Aufgabe A
Über welche Plattform hat Sony laut dem Forenthread zur PS4-Anleitung die Anleitung veröffentlicht?
Aufgabe B
Benenne in den Einträgen zwischen der Zeile mit „point_to(query) puts a dot on the lone“ und der Zeile mit „column 149, row 159“, beide eingeschlossen, „rolling hill“ überall in „gentle slope“ um. Gib nur diese Zeilen ohne die Bilder wieder.

# Sony veröffentlicht PS4 Anleitung wie man Gebrauchtspiele verleiht/überträgt



## Freakless08 (11. Juni 2013)

*Sony veröffentlicht PS4 Anleitung wie man Gebrauchtspiele verleiht/überträgt*

Sony hat via YouTube eine Anleitung veröffentlicht wie man PlayStation 4 Spiele auf einer BluRay an Freunde bzw. gebrauchte Spiele weitergibt.

Nachdem die XBox One eine Accountbindung eingeführt hat und nur das einmalige weitergeben von Retail-Spielen erlaubt (danach wird die weitergabe gesperrt) hat sich Sony nun entschlossen für ihr System eine Videoanleitung zu erstellen um Schritt für Schritt den Spielern zu beschreiben wie dies funktioniert.

Wichtig ist das alle Schritte genau eingehalten werden, aber seht selbst

Official PlayStation Used Game Instructional Video - YouTube


----------



## NeRo1987 (11. Juni 2013)

*AW: Sony veröffentlicht PS4 Anleitung wie man Gebrauchtspiele verleiht/überträgt*

Einfach zu geil wie ich halt grad abgebrochen bin


----------



## Stockmann (11. Juni 2013)

*AW: Sony veröffentlicht PS4 Anleitung wie man Gebrauchtspiele verleiht/überträgt*

Das ist ein Schlag ins Gesicht für Microsoft xD


----------



## Tripleh84 (11. Juni 2013)

*AW: Sony veröffentlicht PS4 Anleitung wie man Gebrauchtspiele verleiht/überträgt*

Sau Geil


----------



## Low (11. Juni 2013)

*AW: Sony veröffentlicht PS4 Anleitung wie man Gebrauchtspiele verleiht/überträgt*

lmao!


----------



## Sepulzera (11. Juni 2013)

*AW: Sony veröffentlicht PS4 Anleitung wie man Gebrauchtspiele verleiht/überträgt*

Made my day!
Ich liebe es, wenn seriöse Unternehmen trotzdem noch für Späßchen gut sind


----------



## Quake2008 (11. Juni 2013)

Gegebene Einträge
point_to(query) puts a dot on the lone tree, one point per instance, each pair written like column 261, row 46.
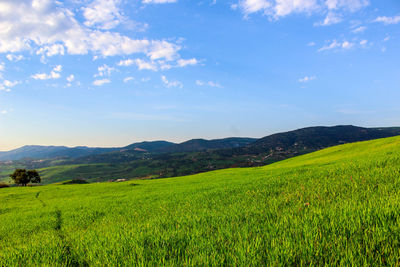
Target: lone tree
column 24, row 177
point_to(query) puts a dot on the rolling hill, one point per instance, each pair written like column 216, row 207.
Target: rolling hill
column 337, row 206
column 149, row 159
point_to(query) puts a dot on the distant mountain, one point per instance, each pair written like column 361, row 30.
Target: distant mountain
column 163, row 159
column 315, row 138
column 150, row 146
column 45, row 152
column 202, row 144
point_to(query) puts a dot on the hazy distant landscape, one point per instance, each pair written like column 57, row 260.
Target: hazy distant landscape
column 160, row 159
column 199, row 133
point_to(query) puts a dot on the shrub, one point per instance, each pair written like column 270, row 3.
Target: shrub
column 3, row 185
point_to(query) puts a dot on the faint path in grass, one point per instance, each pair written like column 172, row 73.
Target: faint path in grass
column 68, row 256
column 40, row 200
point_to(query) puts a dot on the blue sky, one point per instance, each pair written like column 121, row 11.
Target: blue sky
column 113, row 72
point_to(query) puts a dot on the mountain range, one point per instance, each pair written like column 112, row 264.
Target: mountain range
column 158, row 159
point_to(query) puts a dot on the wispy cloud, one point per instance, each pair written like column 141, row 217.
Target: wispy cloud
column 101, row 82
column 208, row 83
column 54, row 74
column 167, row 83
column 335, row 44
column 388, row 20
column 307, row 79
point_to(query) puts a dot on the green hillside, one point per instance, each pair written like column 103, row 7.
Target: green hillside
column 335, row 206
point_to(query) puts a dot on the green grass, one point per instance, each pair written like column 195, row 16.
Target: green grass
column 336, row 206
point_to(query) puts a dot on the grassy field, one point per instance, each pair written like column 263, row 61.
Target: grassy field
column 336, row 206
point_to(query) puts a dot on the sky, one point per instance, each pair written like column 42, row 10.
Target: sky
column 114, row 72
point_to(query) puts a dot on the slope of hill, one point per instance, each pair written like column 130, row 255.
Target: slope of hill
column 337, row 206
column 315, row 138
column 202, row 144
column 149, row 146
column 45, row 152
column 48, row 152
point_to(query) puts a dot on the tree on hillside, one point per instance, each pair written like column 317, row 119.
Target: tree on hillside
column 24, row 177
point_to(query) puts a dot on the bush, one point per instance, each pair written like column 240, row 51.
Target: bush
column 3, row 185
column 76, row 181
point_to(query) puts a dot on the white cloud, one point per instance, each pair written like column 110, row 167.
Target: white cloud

* * *

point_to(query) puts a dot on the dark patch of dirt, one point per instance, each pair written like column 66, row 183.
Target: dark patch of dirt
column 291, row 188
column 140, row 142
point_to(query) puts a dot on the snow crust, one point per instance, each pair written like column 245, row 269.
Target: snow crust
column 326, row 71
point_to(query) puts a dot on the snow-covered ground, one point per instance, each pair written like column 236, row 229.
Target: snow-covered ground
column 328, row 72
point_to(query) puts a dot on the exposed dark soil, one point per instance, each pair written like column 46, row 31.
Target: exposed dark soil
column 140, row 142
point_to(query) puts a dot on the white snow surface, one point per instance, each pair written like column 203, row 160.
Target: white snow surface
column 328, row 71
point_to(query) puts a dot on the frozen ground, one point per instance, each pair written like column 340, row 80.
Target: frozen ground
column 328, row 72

Erwartete Antwort A
Über YouTube.

Erwartete Antwort B
point_to(query) puts a dot on the lone tree, one point per instance, each pair written like column 261, row 46.
Target: lone tree
column 24, row 177
point_to(query) puts a dot on the gentle slope, one point per instance, each pair written like column 216, row 207.
Target: gentle slope
column 337, row 206
column 149, row 159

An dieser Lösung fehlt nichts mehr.